(Saved data entries)
:::
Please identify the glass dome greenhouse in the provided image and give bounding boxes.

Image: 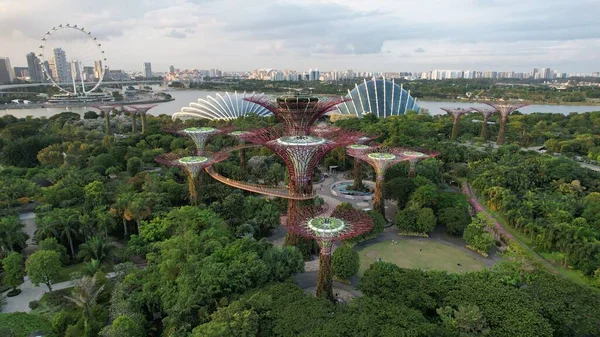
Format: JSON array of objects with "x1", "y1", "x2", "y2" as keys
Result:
[
  {"x1": 336, "y1": 78, "x2": 419, "y2": 118},
  {"x1": 172, "y1": 91, "x2": 272, "y2": 121}
]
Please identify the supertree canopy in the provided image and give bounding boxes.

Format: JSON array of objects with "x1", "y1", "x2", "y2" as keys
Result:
[
  {"x1": 121, "y1": 106, "x2": 139, "y2": 134},
  {"x1": 155, "y1": 152, "x2": 228, "y2": 206},
  {"x1": 483, "y1": 102, "x2": 528, "y2": 145},
  {"x1": 347, "y1": 137, "x2": 380, "y2": 191},
  {"x1": 168, "y1": 126, "x2": 234, "y2": 155},
  {"x1": 291, "y1": 206, "x2": 373, "y2": 301},
  {"x1": 244, "y1": 94, "x2": 349, "y2": 136},
  {"x1": 92, "y1": 105, "x2": 119, "y2": 136},
  {"x1": 400, "y1": 148, "x2": 440, "y2": 178},
  {"x1": 440, "y1": 107, "x2": 472, "y2": 141},
  {"x1": 347, "y1": 147, "x2": 410, "y2": 217},
  {"x1": 470, "y1": 107, "x2": 496, "y2": 141}
]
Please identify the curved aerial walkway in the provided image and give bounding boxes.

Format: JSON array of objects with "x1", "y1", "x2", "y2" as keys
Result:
:::
Exercise brief: Please set the records down again exactly as written. The pictures should not be included.

Output of the task:
Please identify the glass dome greenhouse in the provided image and give bounding boxes.

Image: 
Format: JSON array of objects with "x1", "y1", "x2", "y2" as keys
Result:
[
  {"x1": 336, "y1": 78, "x2": 419, "y2": 118},
  {"x1": 172, "y1": 91, "x2": 272, "y2": 121}
]
Please identify the supertree canopy in the provided image and give bounding boxes.

Format: JSON array of objects with "x1", "y1", "x2", "y2" as keys
Result:
[
  {"x1": 121, "y1": 106, "x2": 139, "y2": 134},
  {"x1": 155, "y1": 152, "x2": 228, "y2": 206},
  {"x1": 483, "y1": 102, "x2": 528, "y2": 145},
  {"x1": 347, "y1": 137, "x2": 380, "y2": 191},
  {"x1": 168, "y1": 126, "x2": 234, "y2": 155},
  {"x1": 291, "y1": 206, "x2": 373, "y2": 301},
  {"x1": 244, "y1": 94, "x2": 349, "y2": 136},
  {"x1": 92, "y1": 105, "x2": 119, "y2": 136},
  {"x1": 400, "y1": 148, "x2": 440, "y2": 178},
  {"x1": 440, "y1": 107, "x2": 472, "y2": 141},
  {"x1": 347, "y1": 147, "x2": 410, "y2": 217},
  {"x1": 470, "y1": 107, "x2": 496, "y2": 141}
]
Please identify the curved aerial walkway in the provided image and give bounding boxes.

Format: JSON array of objects with "x1", "y1", "x2", "y2" as keys
Result:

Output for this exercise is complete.